→ **Page**:
—————

MATScore and MATExperimentEngine have
long supported writing one of three CSV file formats (Excel
formulas, OpenOffice formulas, and no formulas). In 2.0, you can
now write multiple formats in the same run, and the name of each
CSV file clearly indicates the formula type. As a result, the
--no_csv_formulas and --oo_separator command-line options have
been removed, and replaced with --csv_formula_output.
Because the scorer now provides mismatch details for all
conditions, this flag has been renamed to
--tag_output_mismatch_details.
Due to enhancements to the scorer, some of the columns in the
output spreadsheets have been renamed or moved, and others have a
slightly different interpretation. Full details here.
In previous releases, we deprecated, but retained, the "operate"
operation in MATWorkspaceEngine. This operation has finally been
removed in 2.0. If you had still been doing something like this:
% $MAT_PKG_HOME/bin/MATWorkspaceEngine mydirectory operate core modelbuild
you should now do this:
% $MAT_PKG_HOME/bin/MATWorkspaceEngine mydirectory modelbuild core
See the workspace
documentation for more details.

—————

→ **Tasks and exercises**:
A: On the page about changes in MAT 2.0, which command-line option replaced --no_csv_formulas and --oo_separator?
B: Tally the lines in the listing below that contain the string "leaf". Reply with the number only.

—————

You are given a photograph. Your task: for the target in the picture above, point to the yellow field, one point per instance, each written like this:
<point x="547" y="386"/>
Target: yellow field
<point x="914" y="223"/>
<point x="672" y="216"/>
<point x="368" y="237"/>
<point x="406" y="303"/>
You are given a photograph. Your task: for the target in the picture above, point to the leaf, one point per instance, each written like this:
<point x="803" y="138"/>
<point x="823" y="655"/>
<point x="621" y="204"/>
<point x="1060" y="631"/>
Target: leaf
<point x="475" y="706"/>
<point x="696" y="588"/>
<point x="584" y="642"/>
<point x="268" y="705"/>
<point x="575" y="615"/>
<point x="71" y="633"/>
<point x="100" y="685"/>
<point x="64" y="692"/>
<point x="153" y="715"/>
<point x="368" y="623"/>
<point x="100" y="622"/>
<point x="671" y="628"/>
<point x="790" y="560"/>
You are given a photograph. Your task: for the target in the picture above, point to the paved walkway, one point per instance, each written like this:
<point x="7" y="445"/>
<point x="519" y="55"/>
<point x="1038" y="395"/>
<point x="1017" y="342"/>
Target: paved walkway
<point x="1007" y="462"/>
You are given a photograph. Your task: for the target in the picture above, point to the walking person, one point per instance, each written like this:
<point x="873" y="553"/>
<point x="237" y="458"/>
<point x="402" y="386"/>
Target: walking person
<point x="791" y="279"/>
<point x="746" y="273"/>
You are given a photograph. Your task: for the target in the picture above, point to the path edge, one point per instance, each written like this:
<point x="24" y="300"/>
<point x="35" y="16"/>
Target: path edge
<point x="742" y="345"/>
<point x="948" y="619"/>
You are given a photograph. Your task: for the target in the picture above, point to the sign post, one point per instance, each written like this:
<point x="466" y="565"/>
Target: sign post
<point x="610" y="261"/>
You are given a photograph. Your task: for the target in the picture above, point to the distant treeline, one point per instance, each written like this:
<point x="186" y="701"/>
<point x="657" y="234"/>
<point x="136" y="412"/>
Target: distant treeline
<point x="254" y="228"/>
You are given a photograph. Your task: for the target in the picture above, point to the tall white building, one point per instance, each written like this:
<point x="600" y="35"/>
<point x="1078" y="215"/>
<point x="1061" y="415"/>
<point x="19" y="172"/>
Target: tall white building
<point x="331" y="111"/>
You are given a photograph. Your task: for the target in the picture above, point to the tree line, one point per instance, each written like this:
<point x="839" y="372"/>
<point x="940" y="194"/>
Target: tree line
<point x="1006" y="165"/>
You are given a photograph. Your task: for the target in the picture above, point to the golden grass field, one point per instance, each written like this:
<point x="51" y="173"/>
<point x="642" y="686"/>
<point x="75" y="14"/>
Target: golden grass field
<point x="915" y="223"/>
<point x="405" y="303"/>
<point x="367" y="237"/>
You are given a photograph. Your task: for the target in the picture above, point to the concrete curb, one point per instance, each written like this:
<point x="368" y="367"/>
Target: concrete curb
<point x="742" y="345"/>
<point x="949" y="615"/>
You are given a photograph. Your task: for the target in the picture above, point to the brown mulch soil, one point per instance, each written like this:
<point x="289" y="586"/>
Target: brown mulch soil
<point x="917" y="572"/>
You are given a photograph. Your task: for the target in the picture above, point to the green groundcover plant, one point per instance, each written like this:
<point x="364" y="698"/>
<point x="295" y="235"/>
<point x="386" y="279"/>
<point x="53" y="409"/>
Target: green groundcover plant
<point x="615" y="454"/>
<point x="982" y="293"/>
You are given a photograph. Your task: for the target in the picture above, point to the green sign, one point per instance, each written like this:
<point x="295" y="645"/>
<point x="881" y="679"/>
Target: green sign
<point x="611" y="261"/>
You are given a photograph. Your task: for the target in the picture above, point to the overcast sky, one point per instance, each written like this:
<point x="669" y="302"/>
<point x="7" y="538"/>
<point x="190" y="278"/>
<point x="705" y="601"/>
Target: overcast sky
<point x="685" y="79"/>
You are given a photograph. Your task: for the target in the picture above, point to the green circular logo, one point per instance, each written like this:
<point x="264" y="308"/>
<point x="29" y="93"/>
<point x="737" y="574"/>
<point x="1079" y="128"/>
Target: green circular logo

—————

→ **Responses**:
A: --csv_formula_output

B: 2